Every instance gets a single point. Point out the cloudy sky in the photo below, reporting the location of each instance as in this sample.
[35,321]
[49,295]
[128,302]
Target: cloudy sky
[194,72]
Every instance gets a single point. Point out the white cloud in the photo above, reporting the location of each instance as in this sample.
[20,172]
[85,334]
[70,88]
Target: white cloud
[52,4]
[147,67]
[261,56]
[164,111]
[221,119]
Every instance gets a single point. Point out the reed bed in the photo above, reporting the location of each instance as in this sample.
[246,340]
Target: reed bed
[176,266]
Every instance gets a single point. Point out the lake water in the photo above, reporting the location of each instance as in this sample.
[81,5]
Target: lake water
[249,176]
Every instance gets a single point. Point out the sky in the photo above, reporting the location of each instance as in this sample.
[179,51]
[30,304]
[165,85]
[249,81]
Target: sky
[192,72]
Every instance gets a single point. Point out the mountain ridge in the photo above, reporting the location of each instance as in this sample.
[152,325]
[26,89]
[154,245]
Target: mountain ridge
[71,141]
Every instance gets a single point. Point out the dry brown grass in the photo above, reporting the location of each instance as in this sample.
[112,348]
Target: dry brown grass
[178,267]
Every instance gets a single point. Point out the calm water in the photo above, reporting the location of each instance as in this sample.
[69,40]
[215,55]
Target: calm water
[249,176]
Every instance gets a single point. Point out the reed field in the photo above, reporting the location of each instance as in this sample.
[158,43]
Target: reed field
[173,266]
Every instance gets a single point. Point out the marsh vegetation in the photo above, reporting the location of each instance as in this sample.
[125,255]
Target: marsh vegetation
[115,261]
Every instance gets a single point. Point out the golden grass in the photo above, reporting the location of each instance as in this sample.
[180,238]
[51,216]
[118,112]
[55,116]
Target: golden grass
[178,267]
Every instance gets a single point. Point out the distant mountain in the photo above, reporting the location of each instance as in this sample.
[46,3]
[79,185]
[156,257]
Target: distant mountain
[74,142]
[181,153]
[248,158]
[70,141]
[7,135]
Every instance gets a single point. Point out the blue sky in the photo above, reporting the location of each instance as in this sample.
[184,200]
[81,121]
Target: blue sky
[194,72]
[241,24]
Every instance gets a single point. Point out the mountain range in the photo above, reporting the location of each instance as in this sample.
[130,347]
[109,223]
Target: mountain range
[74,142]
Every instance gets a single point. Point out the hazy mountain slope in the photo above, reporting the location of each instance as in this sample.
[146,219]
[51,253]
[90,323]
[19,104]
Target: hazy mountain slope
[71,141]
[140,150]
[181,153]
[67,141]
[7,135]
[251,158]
= = = = =
> _Goal_
Print back all the lines verbatim.

> _Expected answer_
Every instance gets a single point. Point out the cloudy sky in the photo below, reporting the location of each instance as in this sample.
[35,321]
[49,295]
[128,302]
Target: cloudy sky
[194,72]
Every instance gets a single point. Point out the white cloud in the photo above, reporting the location of each instance as in this sample.
[20,172]
[85,334]
[70,88]
Target: white cloud
[52,4]
[147,67]
[261,56]
[164,111]
[221,119]
Every instance gets a single point. Point out the reed bed in the photo above, reporting the location of each instance as in this sample.
[246,340]
Target: reed bed
[176,266]
Every instance gets a single point. Point out the lake water in the photo above, reporting the location of each instance as in this sample.
[81,5]
Target: lake water
[249,176]
Every instance gets a single point. Point out the sky in the photo above, reporting the location of each instance as in this sample.
[179,51]
[30,304]
[165,85]
[249,81]
Target: sky
[192,72]
Every instance gets a single point. Point out the mountain ridge in the photo above, reporting the location of each instance as in this sample.
[152,325]
[26,89]
[154,245]
Target: mountain ridge
[71,141]
Every instance gets a single point. Point out the dry brown grass in the photo above, reporting the location of each instance as in this sample.
[112,348]
Target: dry brown grass
[178,267]
Every instance gets a single point. Point out the calm water in the photo above, reporting the location of each instance as in this sample.
[69,40]
[215,55]
Target: calm water
[249,176]
Every instance gets a single point. Point out the reed field in the photo above, reporting the location of each instance as in this sample.
[158,43]
Target: reed field
[173,266]
Every instance gets a single point. Point out the marsh vegetation in the photo above, reporting the location of each instance as in this sample.
[125,255]
Target: marsh vegetation
[115,261]
Every instance gets a single point. Point out the golden grass in the photo above, reporting the location of each instance as in this sample.
[180,238]
[51,216]
[118,112]
[55,116]
Target: golden grass
[178,267]
Every instance gets a single point. Point out the distant mountain in the photo above, reporting the location of each instance as in this sample.
[46,3]
[79,185]
[156,257]
Target: distant mountain
[74,142]
[181,153]
[248,158]
[70,141]
[7,135]
Every instance gets a single point. Point out the blue sky in the photo above, reporting the location of each instance as in this sample.
[184,200]
[81,121]
Target: blue sky
[194,72]
[241,24]
Every instance gets a single point. Point out the mountain range in the photo above, reporting the location of each instance as in this sample.
[130,347]
[109,223]
Target: mountain range
[74,142]
Every instance gets a single point. Point out the hazy mountain slope in the photo above, reporting the location of each instance as in this sample.
[146,219]
[51,253]
[90,323]
[19,104]
Target: hazy mountain slope
[71,141]
[140,150]
[181,153]
[67,141]
[7,135]
[251,158]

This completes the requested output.